Problem -
Reproduce every item that follows word for word, with no changes.

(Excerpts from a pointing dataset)
────
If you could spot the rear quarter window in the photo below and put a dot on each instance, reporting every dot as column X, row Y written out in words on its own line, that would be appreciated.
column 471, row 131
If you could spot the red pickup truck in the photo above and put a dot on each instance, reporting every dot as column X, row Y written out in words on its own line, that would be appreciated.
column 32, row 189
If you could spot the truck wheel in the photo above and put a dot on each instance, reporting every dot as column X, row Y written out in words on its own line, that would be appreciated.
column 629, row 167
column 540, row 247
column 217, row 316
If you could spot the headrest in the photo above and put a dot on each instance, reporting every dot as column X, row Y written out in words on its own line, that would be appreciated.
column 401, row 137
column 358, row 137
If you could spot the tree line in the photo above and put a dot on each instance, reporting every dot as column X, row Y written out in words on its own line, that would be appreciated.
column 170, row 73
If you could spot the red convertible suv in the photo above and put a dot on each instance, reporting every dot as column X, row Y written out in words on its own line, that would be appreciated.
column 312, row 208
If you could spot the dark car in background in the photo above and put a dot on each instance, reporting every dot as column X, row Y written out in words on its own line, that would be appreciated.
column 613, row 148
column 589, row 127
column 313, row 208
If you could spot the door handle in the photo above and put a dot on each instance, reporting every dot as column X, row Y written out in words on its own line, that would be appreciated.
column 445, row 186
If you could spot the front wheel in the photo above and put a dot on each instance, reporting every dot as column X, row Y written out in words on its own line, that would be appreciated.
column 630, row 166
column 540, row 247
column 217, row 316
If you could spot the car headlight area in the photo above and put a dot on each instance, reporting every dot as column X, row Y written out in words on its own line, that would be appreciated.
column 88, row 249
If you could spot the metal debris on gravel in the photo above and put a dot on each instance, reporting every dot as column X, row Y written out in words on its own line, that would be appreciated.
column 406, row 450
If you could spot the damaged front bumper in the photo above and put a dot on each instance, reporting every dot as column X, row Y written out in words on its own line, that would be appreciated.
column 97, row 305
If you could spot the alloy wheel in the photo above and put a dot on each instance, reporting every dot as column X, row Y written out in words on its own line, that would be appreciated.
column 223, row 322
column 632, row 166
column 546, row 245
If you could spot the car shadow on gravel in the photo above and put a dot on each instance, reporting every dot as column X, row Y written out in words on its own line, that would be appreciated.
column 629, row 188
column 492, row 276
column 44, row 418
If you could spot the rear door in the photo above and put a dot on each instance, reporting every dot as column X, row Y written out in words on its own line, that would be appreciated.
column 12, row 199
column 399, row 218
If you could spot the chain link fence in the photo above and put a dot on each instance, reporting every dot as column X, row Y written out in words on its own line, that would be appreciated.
────
Response -
If you could spot the rear quarter window in the photo below and put a dot on each instance, reporting every dot as column X, row Y written out in words on its own line, that would be appreciated.
column 471, row 131
If you could spot the red pickup truck in the photo above and put a dot on each instance, reporting every dot as column X, row Y written out in words on its own line, that would be appreciated.
column 32, row 189
If you could spot the truck wheel in the photo above and put a dot on each instance, reporting every dot as column X, row Y written out in words on its own line, that would be appreciated.
column 629, row 167
column 540, row 247
column 217, row 316
If you could spot the headrest in the photo above and put a dot on each instance, reporting every dot as column X, row Y written out in words on its own line, that would be appreciated.
column 401, row 137
column 358, row 137
If you could spot the tree line in the photo above and put a dot on each instance, reporting every dot as column X, row Y written out in words on its own line, that would be appreciated.
column 170, row 73
If you could spot the red convertible suv in the photo above and put a dot on each instance, reporting every dot as column X, row Y written out in words on its own line, that would be appreciated.
column 312, row 208
If you could spot the dark car in background in the photo above and put a dot on each instance, reporting every dot as column X, row Y written out in words on its own line, that would be appreciated.
column 613, row 148
column 589, row 127
column 313, row 208
If you could spot the door handle in the photo above and put a dot on each instance, reporting every dot as column X, row Y written out in words on its own line, that would be appreciated.
column 445, row 186
If you could spot the front wheel in the photo above and put a dot on each instance, reporting every dot as column X, row Y written out in words on its own line, that would be appreciated.
column 630, row 166
column 540, row 247
column 217, row 316
If you could spot the car headlight area in the photo above and put a dot on each instance, reporting every dot as column X, row Y written out in words on its own line, that would be appreciated.
column 88, row 249
If you could spot the metal debris on gravel in the photo above and put a dot on each instance, reporting every dot as column X, row Y written out in words on its own line, that would be appreciated.
column 406, row 450
If you could spot the damaged front bumper in the photo above and put a dot on each instance, reporting every dot as column X, row Y written out in words on its own line, that would be appreciated.
column 97, row 305
If you could spot the alloy wheel in the photo above and put a dot on each instance, reporting every dot as column X, row Y written out in words on its own line, that would be appreciated.
column 223, row 322
column 632, row 166
column 546, row 245
If you could spot the car shadow on gravel in the photo above and put a dot on each instance, reporting every dot as column X, row Y written out in words on its own line, that would be appreciated.
column 629, row 188
column 492, row 276
column 44, row 418
If you could spot the rear door in the photo above and put a dot on each instance, reporting every dot as column X, row Y written out in words on its own line, that would be appreciated.
column 12, row 199
column 399, row 218
If you could spot the chain link fence in the photo above and put a dot on each instance, reporting every dot as column X, row Y written out in words on its own line, that would be appreciated.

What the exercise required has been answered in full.